**TRECHO DO TEXTO**
● ● ● ●

Amanda Conner e Jimmy Palmiotti fizeram referência ao Funny Face na capa de Harley Quinn (2014) #0. Assim como Gwynplaine, não é um personagem de terror, mas o sorriso exagerado causava estranheza e medo no público desde o início.
Uma curiosidade é que Finger quis matar o Coringa no fim do primeiro quadrinho. No entanto, o editor Whitney Ellsworth, percebendo o potencial do personagem, salvou o arqui-inimigo do Homem-Morcego, alterando a última página da HQ.
Da esq. para a direita, o esboço original de Robinson, o Gwynplaine do filme de 1928, e o Funny Face
A primeira edição de Batman (1940)
Antes de Batman (1940), a DC, então National Publications, possuía apenas duas revistas com títulos de super-heróis: Superman (1939) e Flash (1940). Todas com 68 páginas. Apesar de dedicada ao Cavaleiro das Trevas e ao Menino-Prodígio, acontecia de ter o respiro de um ou outro personagem diferente entre as HQs.

● ● ● ●

**LINHAS DE DADOS**
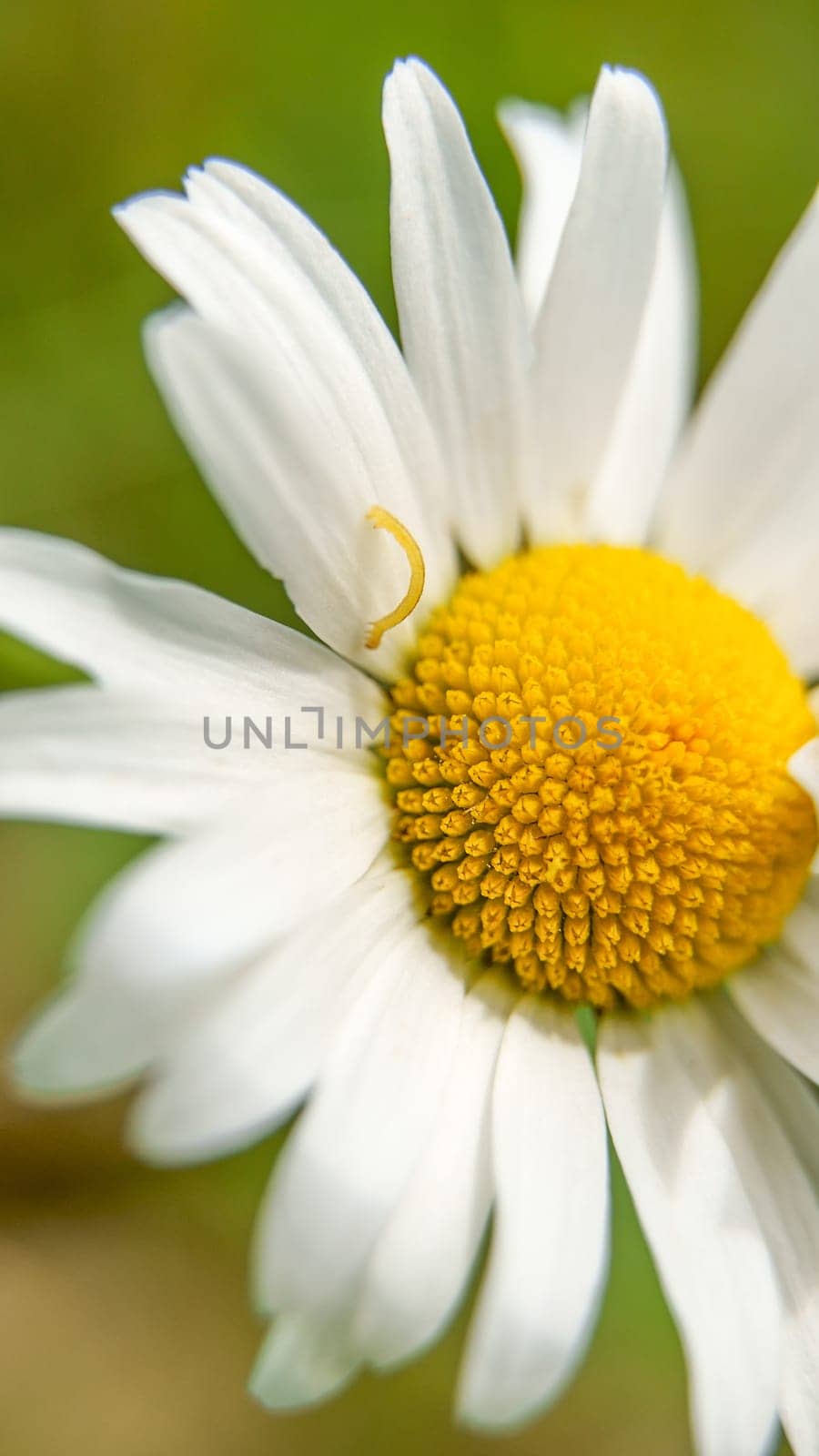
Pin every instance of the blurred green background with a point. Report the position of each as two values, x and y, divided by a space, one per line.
124 1320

● ● ● ●

**SUA TAREFA**
Cite, sem alterações, tudo o que vai de "Uma curiosidade é" até "entre as HQs." no texto sobre o Coringa. As linhas vêm de uma fonte diferente da do texto sobre o Coringa.

**SOLUÇÃO PROPOSTA**
Uma curiosidade é que Finger quis matar o Coringa no fim do primeiro quadrinho. No entanto, o editor Whitney Ellsworth, percebendo o potencial do personagem, salvou o arqui-inimigo do Homem-Morcego, alterando a última página da HQ.
Da esq. para a direita, o esboço original de Robinson, o Gwynplaine do filme de 1928, e o Funny Face
A primeira edição de Batman (1940)
Antes de Batman (1940), a DC, então National Publications, possuía apenas duas revistas com títulos de super-heróis: Superman (1939) e Flash (1940). Todas com 68 páginas. Apesar de dedicada ao Cavaleiro das Trevas e ao Menino-Prodígio, acontecia de ter o respiro de um ou outro personagem diferente entre as HQs.